> _WHAT YOU WILL DO_
What is the number of lines in the listing below that contain the string "shirt"? Give that number only.
====
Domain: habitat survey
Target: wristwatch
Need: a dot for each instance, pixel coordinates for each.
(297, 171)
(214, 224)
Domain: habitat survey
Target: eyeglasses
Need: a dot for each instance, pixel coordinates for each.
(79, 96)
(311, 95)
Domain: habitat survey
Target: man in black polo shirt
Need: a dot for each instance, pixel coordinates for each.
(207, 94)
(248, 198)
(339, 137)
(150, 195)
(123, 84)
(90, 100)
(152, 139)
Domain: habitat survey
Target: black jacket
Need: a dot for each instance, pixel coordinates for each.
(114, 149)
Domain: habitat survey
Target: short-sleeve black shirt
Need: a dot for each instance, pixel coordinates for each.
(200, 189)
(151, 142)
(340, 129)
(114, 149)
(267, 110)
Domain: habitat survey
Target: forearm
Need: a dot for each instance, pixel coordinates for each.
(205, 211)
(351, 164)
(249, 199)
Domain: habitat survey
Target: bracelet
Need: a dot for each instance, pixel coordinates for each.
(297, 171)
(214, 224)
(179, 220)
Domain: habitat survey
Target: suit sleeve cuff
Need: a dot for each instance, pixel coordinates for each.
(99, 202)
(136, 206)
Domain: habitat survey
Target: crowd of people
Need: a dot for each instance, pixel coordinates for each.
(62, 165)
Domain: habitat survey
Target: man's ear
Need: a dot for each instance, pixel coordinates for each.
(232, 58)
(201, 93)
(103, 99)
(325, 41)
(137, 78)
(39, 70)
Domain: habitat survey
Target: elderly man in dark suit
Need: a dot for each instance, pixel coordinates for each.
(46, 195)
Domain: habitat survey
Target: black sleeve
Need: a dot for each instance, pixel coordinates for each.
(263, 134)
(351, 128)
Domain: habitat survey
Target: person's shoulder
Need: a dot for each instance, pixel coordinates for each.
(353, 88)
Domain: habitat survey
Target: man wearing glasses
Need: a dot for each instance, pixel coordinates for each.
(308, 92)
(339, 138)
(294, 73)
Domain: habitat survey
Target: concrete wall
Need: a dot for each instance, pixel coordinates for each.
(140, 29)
====
> _COMPLETED TASK_
2